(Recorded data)
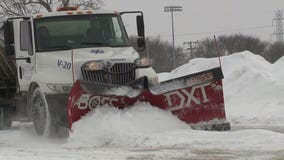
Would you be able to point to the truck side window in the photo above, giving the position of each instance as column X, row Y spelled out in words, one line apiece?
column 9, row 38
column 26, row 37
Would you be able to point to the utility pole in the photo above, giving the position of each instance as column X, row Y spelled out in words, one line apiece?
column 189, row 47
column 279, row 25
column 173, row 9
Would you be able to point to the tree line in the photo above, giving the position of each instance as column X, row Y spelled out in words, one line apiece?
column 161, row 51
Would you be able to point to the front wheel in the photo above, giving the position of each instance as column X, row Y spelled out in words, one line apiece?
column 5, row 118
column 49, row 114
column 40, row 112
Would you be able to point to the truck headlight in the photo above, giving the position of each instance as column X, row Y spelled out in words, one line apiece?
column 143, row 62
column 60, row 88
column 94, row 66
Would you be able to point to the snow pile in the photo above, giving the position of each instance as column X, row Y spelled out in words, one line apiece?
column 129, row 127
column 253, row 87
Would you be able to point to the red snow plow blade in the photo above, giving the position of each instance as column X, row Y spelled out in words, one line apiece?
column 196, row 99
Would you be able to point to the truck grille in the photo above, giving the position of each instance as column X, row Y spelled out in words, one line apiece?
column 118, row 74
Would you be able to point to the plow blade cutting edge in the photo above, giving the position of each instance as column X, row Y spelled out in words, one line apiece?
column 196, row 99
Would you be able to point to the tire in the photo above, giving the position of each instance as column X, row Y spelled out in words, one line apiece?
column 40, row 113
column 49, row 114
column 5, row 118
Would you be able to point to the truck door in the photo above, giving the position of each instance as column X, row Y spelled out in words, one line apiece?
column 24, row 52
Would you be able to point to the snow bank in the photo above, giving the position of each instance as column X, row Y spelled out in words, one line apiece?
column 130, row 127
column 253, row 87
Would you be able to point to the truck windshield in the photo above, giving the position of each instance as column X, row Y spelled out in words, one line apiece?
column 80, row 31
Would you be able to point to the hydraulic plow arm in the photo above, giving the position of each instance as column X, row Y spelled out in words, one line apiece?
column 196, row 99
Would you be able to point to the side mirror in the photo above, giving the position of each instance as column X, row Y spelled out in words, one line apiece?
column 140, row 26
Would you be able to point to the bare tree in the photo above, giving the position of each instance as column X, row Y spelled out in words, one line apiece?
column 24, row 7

• [Directions for this task] Please copy out the entries above exactly as they appear, but skip their images.

• [Result of the task]
Would you be able to point to the truck side window in the photo above, giving the position of each instance as column X, row Y spelled out in words, one line apiece?
column 9, row 38
column 26, row 37
Would you be able to point to the utility pole in the photo above, giving the position of each instance as column X, row Y spelled out in words, one line apiece?
column 189, row 47
column 279, row 25
column 173, row 9
Would you be able to point to the tree line in the photo above, giving the position of each instance as column X, row Y spelled out in words, one line apiece?
column 161, row 51
Would you be able to point to the front wheel in the photo above, giving the position of each instance as column X, row Y spelled out in words, one line apiece?
column 5, row 118
column 49, row 114
column 40, row 112
Would you be able to point to the truck headlight in the photo above, giving the position of each instance as column X, row Y spelled out in words, one line apiece?
column 143, row 62
column 60, row 88
column 94, row 66
Would you be able to point to the snow pile in the photo above, giving the position of each instance as column X, row Y spelled out in words, one line apiece?
column 129, row 127
column 253, row 87
Would you be able to point to the red snow plow blade in the photo above, giving the position of each instance as column X, row Y spelled out in words, one line apiece?
column 196, row 99
Would you be able to point to the truck grille in the photo above, giving the position of each instance as column X, row Y spelled out in words, one line apiece?
column 118, row 74
Would you be able to point to the plow blade cutting edge in the photo above, giving the position of each instance as column X, row Y spelled out in words, one line apiece?
column 196, row 99
Would you be able to point to the tire in the photo above, giving the position of each instance as column X, row Y spelled out in words, one line apiece?
column 40, row 113
column 49, row 114
column 5, row 118
Would you be able to point to the truck door in the photo above, giving the position of each instance as column X, row Y spelled out in words, one line apiece?
column 24, row 52
Would you be able to point to the snow bank in the photo above, giving the position of each instance as column X, row Y spelled out in words, one line apiece?
column 130, row 127
column 253, row 87
Would you be able to point to the truck windshield in the photo above, giving the position of each instance as column X, row Y spelled out in words, one line apiece?
column 80, row 31
Would you be able to point to the hydraulic plow arm in the photo above, giving the position of each instance as column X, row Y spelled out in words, one line apiece?
column 196, row 99
Would you be able to point to the side mirror in the photo above, giving the position of each instance as column X, row Y spelled out in words, one line apiece?
column 140, row 26
Would you be able to point to the bare tree in the photo above, giving the position of each instance as column X, row Y spelled out in words, one line apiece?
column 24, row 7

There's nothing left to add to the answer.